### DESCRIPTION OF THE TASK:
The entries below are to be written out again without alteration.

-------- INFORMATION GIVEN

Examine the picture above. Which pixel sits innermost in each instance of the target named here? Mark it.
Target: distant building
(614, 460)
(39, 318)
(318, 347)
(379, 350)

----------------

### TASK RESPONSE:
Examine the picture above. Which pixel sits innermost in each instance of the target named here? Mark it.
Target: distant building
(614, 460)
(39, 318)
(318, 347)
(379, 350)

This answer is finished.